**Ausgewählter Textauszug:**
((

Roland hat erst gerade auf den A330 umgeschult. Er ist jung, hat 2004 seine Matur gemacht. Da war die Swissair bereits Geschichte. Sein Training ist noch nicht abgeschlossen. Hinter uns sitzt ein Instruktor und verfolgt aufmerksam das Geschehen. Dabei konzentriert er sich vor allem auf Roland, der seinen Line-Check absolviert und der seine Sache ausgezeichnet macht. Seit neun Stunden sind wir bereits in der Luft. Wenn sich die Jetstreams über dem Nordatlantik halten, werden wir morgen Nacht leichten Flügels nach Zürich sausen.

„Swiss 14E turn further right Heading 020, follow Localizer runway 04R and maintain 180kts till Ebbee“. Wir drehen weiter und armieren den Autopiloten. Drei Meilen vor uns tuckelt ein A320 einer amerikanischen Airline, hinter uns folgt, im gleichen Abstand, eine Maschine der EL AL. Wieder rütteln Böen am Flugzeug. Es wär, als würden sie uns nach langer Flugzeit mahnen, nicht einzuschlafen, wach und konzentriert zu bleiben, bis dass wir an unserem Parkplatz angelangt und die Triebwerke abgestellt sind.

))

**Ziel 1:**
Gib in den Datensätzen den Abschnitt von der Zeile mit "job: trace the outline of every instance of the small" bis einschließlich der Zeile mit "[[[214,705],[214,644],[132,683],[132,705]]]" Wort für Wort wieder.
Der Textauszug und die Datensätze haben inhaltlich nichts miteinander zu tun.

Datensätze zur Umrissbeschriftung

((

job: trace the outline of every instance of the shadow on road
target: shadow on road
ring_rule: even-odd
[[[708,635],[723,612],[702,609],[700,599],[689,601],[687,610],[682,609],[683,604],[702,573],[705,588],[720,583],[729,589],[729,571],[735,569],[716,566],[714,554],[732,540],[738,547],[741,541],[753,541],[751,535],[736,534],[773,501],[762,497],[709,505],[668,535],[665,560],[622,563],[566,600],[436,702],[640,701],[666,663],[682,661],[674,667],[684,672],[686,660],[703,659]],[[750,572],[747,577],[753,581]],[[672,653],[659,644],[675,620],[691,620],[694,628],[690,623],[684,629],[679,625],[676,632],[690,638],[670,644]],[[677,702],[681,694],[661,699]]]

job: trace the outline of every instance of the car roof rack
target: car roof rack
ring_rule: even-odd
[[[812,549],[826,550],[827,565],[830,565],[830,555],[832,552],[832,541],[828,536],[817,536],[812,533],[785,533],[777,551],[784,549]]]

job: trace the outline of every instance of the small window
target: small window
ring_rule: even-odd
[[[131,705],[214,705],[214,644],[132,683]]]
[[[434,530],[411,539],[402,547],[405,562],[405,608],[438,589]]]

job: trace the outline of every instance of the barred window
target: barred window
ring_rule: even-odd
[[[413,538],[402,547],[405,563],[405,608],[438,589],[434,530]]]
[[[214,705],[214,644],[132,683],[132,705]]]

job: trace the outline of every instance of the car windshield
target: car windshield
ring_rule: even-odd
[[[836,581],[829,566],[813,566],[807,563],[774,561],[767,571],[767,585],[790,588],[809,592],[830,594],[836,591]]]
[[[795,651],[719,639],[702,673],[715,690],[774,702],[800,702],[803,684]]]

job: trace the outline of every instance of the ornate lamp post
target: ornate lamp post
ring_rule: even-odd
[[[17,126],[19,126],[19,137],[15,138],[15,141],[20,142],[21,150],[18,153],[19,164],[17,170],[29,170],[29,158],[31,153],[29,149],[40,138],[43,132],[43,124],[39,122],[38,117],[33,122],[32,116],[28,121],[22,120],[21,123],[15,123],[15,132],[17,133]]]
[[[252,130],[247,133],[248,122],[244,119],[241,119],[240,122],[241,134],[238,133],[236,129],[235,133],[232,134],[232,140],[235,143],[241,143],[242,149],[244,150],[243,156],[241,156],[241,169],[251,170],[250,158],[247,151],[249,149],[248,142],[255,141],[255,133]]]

))

**Ziel 2:**
In welchem Jahr hat Roland laut dem Textauszug seine Matur gemacht?

**Ausgearbeitete Lösung 1:**
job: trace the outline of every instance of the small window
target: small window
ring_rule: even-odd
[[[131,705],[214,705],[214,644],[132,683]]]
[[[434,530],[411,539],[402,547],[405,562],[405,608],[438,589]]]

job: trace the outline of every instance of the barred window
target: barred window
ring_rule: even-odd
[[[413,538],[402,547],[405,563],[405,608],[438,589],[434,530]]]
[[[214,705],[214,644],[132,683],[132,705]]]

**Ausgearbeitete Lösung 2:**
Im Jahr 2004.